_Directive_: Return exactly the span of lines that opens with the line containing "Would you be able to point to the equinox" and closes with the last line of the data, inclusive.

_Supplied entries_:
━━━━━━━━━━━━━━━━━━━━━━━━━━━━━━

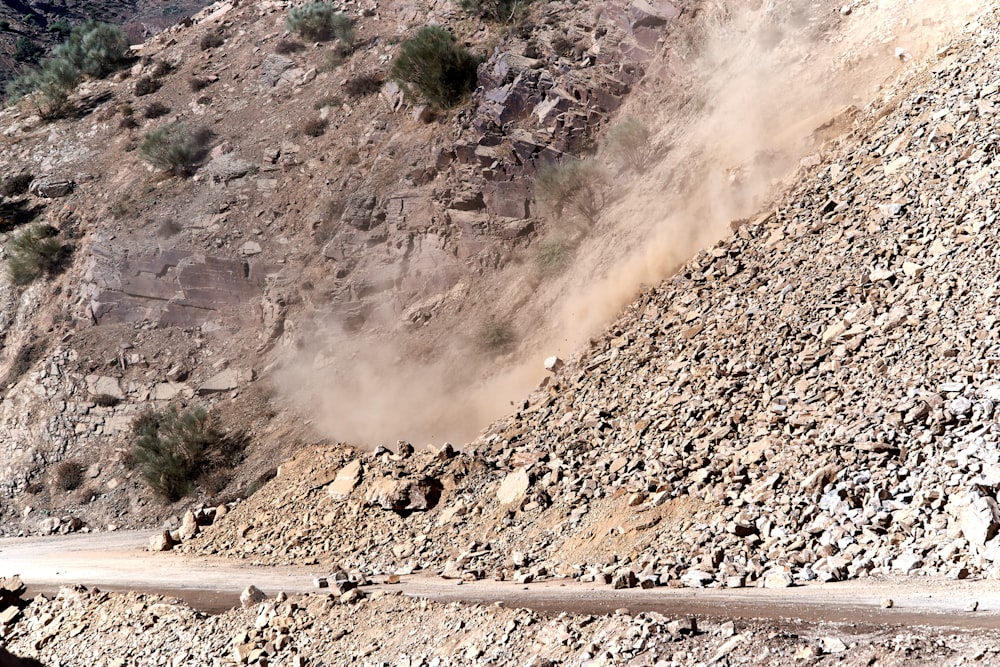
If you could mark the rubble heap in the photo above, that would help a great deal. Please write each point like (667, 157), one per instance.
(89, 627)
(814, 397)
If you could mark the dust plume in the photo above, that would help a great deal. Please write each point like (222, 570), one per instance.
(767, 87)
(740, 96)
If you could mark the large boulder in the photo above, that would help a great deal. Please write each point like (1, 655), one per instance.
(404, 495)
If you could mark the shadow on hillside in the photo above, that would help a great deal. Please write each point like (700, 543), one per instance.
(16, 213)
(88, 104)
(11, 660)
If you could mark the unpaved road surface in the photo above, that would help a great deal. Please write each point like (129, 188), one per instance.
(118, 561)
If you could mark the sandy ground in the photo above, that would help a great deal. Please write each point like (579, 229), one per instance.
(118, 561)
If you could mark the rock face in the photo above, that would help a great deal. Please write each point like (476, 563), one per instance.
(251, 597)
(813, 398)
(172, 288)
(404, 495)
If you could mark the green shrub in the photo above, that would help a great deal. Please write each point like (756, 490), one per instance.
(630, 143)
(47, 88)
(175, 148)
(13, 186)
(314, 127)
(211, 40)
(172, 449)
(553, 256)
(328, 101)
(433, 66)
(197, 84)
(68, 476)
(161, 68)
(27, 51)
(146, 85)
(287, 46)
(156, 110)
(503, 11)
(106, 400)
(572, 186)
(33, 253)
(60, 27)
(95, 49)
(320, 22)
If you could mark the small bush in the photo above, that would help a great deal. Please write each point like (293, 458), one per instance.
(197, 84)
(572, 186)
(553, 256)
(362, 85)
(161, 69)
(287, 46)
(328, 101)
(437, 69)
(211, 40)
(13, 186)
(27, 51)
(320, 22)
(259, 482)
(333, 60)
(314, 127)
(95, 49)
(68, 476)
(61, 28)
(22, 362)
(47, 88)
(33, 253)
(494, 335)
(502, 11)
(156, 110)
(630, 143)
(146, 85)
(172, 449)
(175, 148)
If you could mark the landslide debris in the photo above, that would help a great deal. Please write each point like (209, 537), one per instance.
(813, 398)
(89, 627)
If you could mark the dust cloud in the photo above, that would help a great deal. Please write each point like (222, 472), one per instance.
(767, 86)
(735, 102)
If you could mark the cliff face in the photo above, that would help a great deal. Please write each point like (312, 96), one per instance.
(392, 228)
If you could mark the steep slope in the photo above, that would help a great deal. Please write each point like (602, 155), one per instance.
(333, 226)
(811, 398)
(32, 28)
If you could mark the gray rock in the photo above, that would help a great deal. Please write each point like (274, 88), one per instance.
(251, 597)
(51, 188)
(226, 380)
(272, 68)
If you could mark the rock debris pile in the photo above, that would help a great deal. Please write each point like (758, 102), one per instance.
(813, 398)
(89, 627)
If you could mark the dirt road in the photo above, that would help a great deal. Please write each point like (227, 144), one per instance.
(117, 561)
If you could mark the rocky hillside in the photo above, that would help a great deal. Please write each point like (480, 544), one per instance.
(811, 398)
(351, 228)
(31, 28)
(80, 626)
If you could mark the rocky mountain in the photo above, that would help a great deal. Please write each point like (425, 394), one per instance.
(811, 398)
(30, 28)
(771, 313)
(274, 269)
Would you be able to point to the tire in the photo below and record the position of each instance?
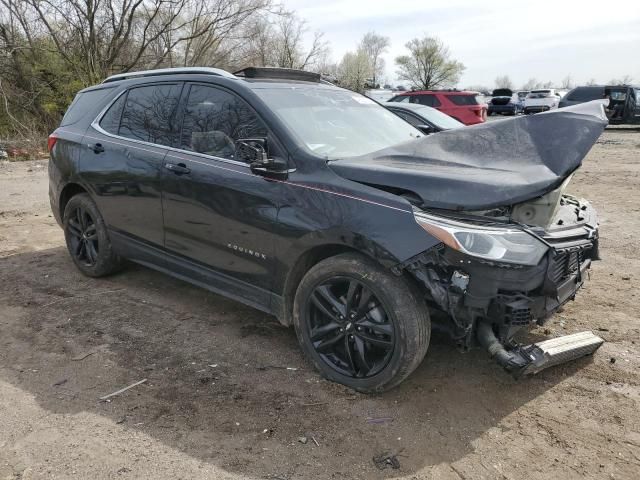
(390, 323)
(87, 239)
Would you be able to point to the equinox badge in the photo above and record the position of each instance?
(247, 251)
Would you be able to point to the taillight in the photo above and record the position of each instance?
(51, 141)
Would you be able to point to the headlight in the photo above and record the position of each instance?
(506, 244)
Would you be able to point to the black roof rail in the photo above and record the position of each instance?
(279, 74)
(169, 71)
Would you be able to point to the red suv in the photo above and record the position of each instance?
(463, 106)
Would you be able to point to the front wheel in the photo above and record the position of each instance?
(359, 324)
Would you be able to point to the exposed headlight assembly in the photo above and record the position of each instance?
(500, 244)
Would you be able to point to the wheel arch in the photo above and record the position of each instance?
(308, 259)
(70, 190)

━━━━━━━━━━━━━━━━━━━━━━━━━━━━━━

_Complete answer_:
Would you be able to point to the equinox badge in the photo above and record the position of each instance?
(247, 251)
Would you be able to point to the taillight in the photo above and record the position of each instance?
(51, 141)
Would you be able to point to the headlight in the photo above and record the position of each instance?
(506, 244)
Would you be able to point to the black roof rail in the photo above and record the position of each instance?
(279, 74)
(169, 71)
Would you be able to point to the red suv in the photo above and record the position of each instance?
(463, 106)
Would you be able to point to the front wheel in the photo above and record the position of each instance?
(359, 324)
Would you be able to point to the exposed headlight assembly in the photo above and record the position of each instance?
(500, 244)
Would you be able to point to the wheel arch in the photo above and record the position of each instance?
(308, 259)
(70, 190)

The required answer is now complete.